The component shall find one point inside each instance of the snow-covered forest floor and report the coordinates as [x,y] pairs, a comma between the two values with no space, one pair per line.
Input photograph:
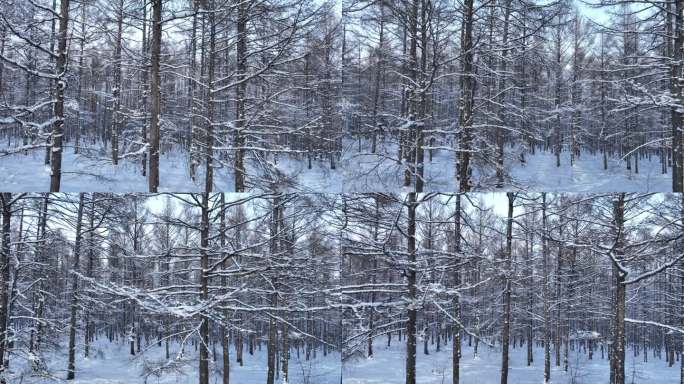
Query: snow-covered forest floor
[355,172]
[111,363]
[436,367]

※

■ YOUR INSTRUCTIONS
Edit the lines above so that every "forest floor" becomes "meadow", keeping everything else unchanged. Leave the pictures out of your answer.

■ WRITTEN RESPONSE
The component shall find one point inside each instance of the snow-covered meadow and report the coordinates as [x,y] pairs, a comma between the two values with no space, one pair per line.
Input photograph:
Query: snow-covered meadow
[355,172]
[111,363]
[436,367]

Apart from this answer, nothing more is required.